*Study material*.

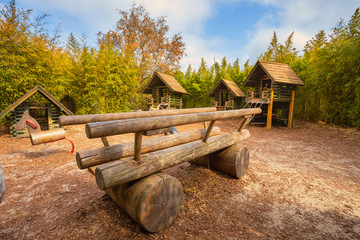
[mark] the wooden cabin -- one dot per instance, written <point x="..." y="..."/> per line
...
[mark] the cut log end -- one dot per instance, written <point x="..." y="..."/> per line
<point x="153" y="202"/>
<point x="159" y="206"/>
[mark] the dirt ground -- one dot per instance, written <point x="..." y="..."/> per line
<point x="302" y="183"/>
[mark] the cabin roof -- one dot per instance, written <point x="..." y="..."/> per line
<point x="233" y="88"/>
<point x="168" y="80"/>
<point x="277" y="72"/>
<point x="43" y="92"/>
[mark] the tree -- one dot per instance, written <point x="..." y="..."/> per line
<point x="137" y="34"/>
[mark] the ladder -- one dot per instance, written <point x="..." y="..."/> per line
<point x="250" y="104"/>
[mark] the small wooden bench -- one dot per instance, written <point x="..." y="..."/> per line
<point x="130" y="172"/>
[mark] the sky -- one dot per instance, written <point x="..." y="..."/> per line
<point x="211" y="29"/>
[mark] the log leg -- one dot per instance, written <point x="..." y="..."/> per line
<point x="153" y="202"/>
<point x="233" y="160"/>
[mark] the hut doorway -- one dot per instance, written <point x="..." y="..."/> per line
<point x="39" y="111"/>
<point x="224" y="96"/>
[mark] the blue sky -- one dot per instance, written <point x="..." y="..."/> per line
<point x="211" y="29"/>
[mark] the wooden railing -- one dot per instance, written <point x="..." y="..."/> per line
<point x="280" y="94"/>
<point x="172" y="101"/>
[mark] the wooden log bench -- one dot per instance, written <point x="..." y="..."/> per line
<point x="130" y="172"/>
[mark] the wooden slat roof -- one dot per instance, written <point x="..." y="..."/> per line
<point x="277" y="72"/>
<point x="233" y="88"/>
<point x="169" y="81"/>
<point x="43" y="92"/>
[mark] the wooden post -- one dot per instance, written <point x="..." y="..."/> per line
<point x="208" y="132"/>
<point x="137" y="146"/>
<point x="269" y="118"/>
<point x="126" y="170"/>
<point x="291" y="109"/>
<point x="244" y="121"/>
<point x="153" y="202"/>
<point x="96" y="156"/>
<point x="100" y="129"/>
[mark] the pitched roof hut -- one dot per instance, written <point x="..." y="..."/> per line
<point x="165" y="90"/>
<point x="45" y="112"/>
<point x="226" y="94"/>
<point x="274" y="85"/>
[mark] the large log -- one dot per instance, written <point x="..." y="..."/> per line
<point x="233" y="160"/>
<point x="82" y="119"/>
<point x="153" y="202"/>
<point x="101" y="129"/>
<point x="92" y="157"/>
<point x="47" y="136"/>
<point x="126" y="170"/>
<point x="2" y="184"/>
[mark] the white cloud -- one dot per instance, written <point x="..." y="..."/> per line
...
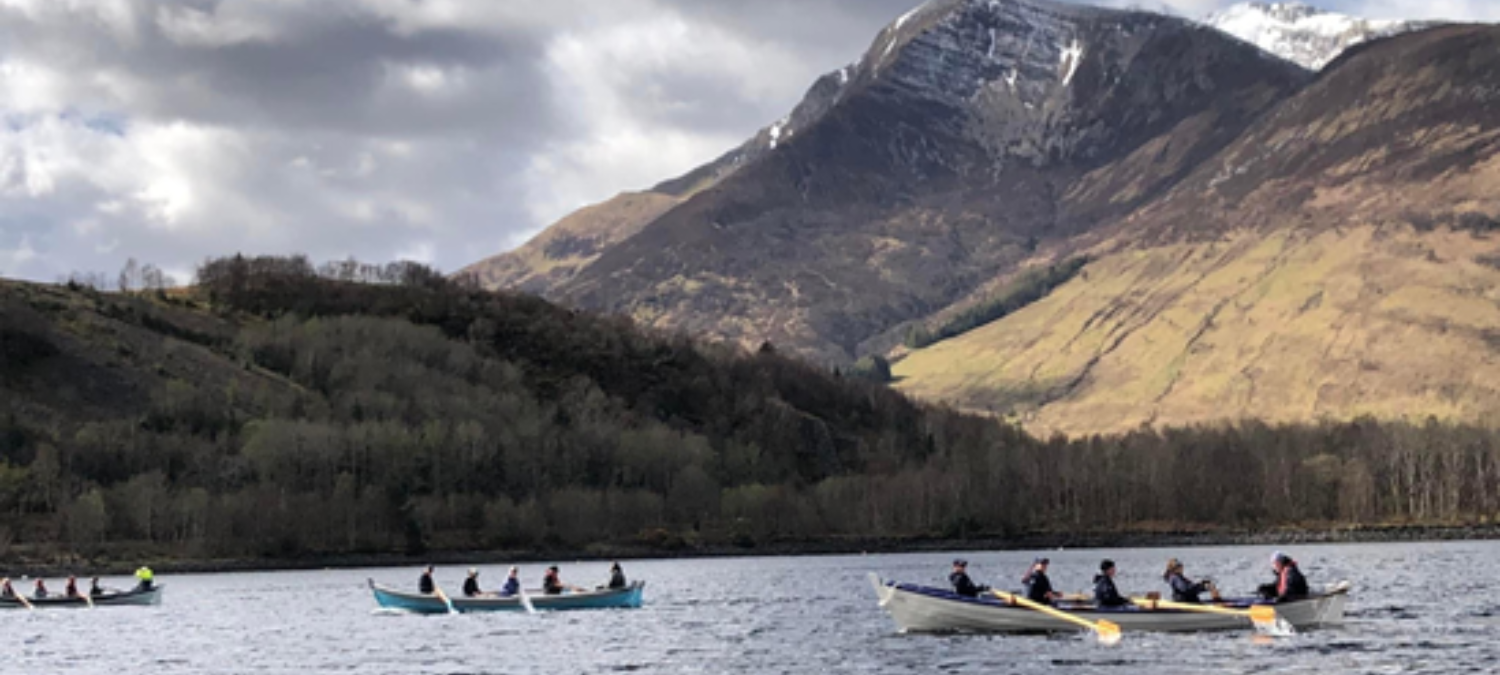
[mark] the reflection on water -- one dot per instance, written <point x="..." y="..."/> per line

*Assignment*. From the data above, reproduce word for word the lines running from the line with "[mark] the wooden slat" to the line with "[mark] the white", ends included.

*Solution for this exercise*.
[mark] the wooden slat roof -- one dot per instance, written <point x="..." y="..."/> per line
<point x="277" y="72"/>
<point x="233" y="88"/>
<point x="169" y="81"/>
<point x="43" y="92"/>
[mark] the wooden post -- one dot per instance, written <point x="..." y="..."/> per line
<point x="208" y="132"/>
<point x="137" y="146"/>
<point x="269" y="118"/>
<point x="126" y="170"/>
<point x="291" y="109"/>
<point x="244" y="121"/>
<point x="153" y="202"/>
<point x="96" y="156"/>
<point x="100" y="129"/>
[mark] the pitched roof hut -- one dot per instance, written <point x="..." y="..."/> per line
<point x="165" y="90"/>
<point x="45" y="112"/>
<point x="226" y="94"/>
<point x="274" y="85"/>
[mark] the large log -- one dot per instance, written <point x="..." y="..."/> per line
<point x="233" y="160"/>
<point x="82" y="119"/>
<point x="153" y="202"/>
<point x="101" y="129"/>
<point x="92" y="157"/>
<point x="47" y="136"/>
<point x="126" y="170"/>
<point x="2" y="184"/>
[mark] the white cloud -- one dot per instance, written <point x="..." y="..."/> per line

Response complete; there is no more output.